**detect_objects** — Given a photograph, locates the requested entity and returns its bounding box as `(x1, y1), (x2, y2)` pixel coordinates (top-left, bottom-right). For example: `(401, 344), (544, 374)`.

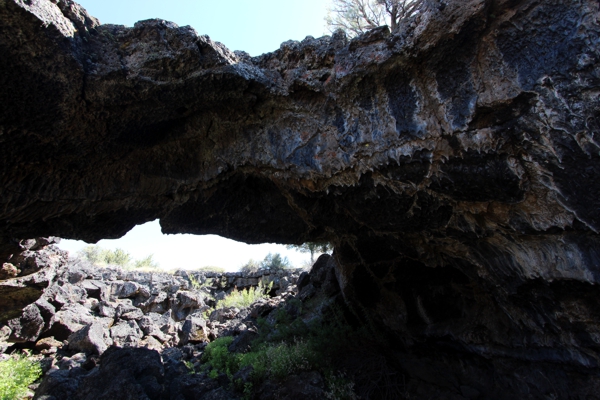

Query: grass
(202, 299), (362, 400)
(202, 336), (317, 382)
(0, 355), (42, 400)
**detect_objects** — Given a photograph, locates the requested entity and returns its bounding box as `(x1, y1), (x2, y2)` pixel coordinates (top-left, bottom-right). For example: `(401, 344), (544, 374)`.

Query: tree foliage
(325, 0), (425, 37)
(77, 245), (159, 269)
(240, 253), (291, 274)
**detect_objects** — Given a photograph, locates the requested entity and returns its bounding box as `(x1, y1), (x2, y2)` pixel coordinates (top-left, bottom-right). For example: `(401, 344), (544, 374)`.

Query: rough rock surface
(0, 0), (600, 398)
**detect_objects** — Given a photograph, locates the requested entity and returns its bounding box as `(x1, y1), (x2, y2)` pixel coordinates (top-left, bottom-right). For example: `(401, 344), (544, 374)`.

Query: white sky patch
(58, 220), (310, 271)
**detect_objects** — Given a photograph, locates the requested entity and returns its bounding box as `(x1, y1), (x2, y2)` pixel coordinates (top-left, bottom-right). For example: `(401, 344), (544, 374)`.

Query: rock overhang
(0, 0), (600, 394)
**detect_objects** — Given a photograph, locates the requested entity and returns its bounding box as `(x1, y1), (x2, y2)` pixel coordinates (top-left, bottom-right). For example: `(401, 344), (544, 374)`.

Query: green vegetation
(0, 355), (42, 400)
(216, 282), (273, 309)
(286, 242), (333, 266)
(202, 298), (366, 400)
(194, 265), (225, 274)
(203, 336), (318, 386)
(240, 253), (291, 274)
(77, 245), (159, 270)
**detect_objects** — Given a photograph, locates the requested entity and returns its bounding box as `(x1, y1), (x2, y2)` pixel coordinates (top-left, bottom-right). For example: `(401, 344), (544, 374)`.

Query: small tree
(286, 242), (333, 265)
(260, 253), (290, 271)
(325, 0), (425, 37)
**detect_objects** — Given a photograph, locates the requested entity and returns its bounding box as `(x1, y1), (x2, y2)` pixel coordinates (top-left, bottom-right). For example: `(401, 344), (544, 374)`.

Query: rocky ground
(0, 238), (352, 400)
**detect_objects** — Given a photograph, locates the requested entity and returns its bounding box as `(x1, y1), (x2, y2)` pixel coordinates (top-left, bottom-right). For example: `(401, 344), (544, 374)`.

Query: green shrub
(202, 336), (240, 378)
(260, 253), (290, 271)
(217, 282), (273, 309)
(134, 254), (159, 269)
(240, 259), (260, 275)
(0, 355), (42, 400)
(194, 265), (225, 274)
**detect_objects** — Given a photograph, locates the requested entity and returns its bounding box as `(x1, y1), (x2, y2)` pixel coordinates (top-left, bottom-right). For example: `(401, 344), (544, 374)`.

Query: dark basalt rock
(0, 0), (600, 398)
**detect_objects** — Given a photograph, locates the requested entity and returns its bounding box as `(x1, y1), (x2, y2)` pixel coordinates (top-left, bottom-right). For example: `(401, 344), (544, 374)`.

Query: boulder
(72, 347), (164, 400)
(48, 303), (94, 340)
(35, 336), (64, 354)
(7, 304), (44, 343)
(111, 281), (140, 299)
(110, 321), (144, 347)
(115, 304), (144, 321)
(179, 316), (208, 345)
(68, 322), (112, 355)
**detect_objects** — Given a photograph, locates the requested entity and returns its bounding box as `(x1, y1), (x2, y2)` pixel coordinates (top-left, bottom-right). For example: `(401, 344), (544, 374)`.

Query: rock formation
(0, 0), (600, 398)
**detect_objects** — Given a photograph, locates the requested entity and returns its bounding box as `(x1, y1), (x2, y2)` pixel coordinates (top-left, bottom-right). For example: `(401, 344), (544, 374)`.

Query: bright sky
(78, 0), (329, 56)
(60, 0), (329, 271)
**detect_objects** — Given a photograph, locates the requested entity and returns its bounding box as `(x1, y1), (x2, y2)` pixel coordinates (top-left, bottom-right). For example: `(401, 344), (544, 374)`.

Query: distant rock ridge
(0, 0), (600, 399)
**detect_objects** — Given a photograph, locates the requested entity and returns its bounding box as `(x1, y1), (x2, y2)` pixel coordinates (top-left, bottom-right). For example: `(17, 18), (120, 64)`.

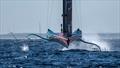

────────────────────

- **INSTRUCTIONS FOR THE TASK**: Rewrite the stretch of data from its start through the line containing "(58, 220), (310, 271)", including that line, shifting every bounding-box coordinate in the answers up by 37 and keeping all other lines unchanged. Leave the pictures out.

- **OUTPUT FOR THIS EXERCISE**:
**detect_objects** — Given a photograph, locates the requested entity and returns its bounding box as `(x1, y1), (x2, y2)` pixel coordinates (top-left, bottom-right). For example: `(401, 344), (544, 374)`.


Query: grass
(239, 336), (399, 437)
(239, 373), (354, 419)
(37, 392), (79, 437)
**detect_objects** — Given a photograph, locates the requested entity and returns its bounding box as `(x1, y1), (x2, y2)` pixel coordinates (top-left, bottom-right). For example: `(401, 344), (544, 374)`.

Query: tree foliage
(362, 37), (462, 74)
(114, 282), (196, 306)
(277, 290), (328, 311)
**detect_objects** — Given a photograph, locates the requested entity and returns its bounding box as `(x1, y1), (x2, y2)` pixel coordinates (top-left, bottom-right). For example: `(401, 344), (544, 374)`.

Query: rough rock surface
(37, 37), (637, 435)
**detect_objects** — Given a photograph, locates the requested entity and returns its bounding box as `(x1, y1), (x2, y2)` pixel coordinates (top-left, bottom-right). For example: `(401, 344), (544, 374)`.

Query: white sky patch
(95, 257), (347, 308)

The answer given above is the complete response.